TASK INPUTS |
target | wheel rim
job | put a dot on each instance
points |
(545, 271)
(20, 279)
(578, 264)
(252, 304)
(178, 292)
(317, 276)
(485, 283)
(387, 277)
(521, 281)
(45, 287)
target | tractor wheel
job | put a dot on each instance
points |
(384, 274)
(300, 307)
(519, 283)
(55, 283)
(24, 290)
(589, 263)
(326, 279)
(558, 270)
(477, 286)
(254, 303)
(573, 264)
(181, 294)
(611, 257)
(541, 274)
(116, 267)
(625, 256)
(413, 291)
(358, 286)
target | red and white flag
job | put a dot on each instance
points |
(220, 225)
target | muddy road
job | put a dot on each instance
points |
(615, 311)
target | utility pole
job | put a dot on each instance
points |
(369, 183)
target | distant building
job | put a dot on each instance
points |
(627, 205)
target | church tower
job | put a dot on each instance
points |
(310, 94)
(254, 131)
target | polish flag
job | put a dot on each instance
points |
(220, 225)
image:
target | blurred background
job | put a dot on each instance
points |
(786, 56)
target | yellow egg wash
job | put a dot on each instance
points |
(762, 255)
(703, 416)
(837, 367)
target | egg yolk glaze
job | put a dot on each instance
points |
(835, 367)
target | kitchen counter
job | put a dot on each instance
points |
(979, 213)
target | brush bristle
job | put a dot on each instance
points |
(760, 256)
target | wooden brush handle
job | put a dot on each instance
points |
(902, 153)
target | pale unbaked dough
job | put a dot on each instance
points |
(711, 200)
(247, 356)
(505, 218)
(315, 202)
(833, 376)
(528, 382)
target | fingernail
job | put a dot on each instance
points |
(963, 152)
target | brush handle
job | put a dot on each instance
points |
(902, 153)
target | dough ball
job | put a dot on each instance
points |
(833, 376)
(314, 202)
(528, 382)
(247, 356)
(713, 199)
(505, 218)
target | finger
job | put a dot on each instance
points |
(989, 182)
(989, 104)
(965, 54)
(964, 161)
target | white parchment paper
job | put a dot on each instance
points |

TASK BRIEF | Return the lines of the listing exactly as they appear, beginning with the line that contains "target | fingernail" and continuing through the end of the listing.

FULL SOLUTION |
target | fingernail
job | put a dot on each instance
points |
(963, 152)
target | brush handle
job | put a dot on each instance
points |
(902, 153)
target | dough ball
job | put a dot on each instance
points |
(833, 376)
(314, 202)
(528, 382)
(247, 356)
(713, 199)
(505, 218)
target | finger
job | put a dot on each instance
points |
(989, 182)
(989, 104)
(965, 54)
(964, 161)
target | white parchment paper
job | put a dot on each instance
points |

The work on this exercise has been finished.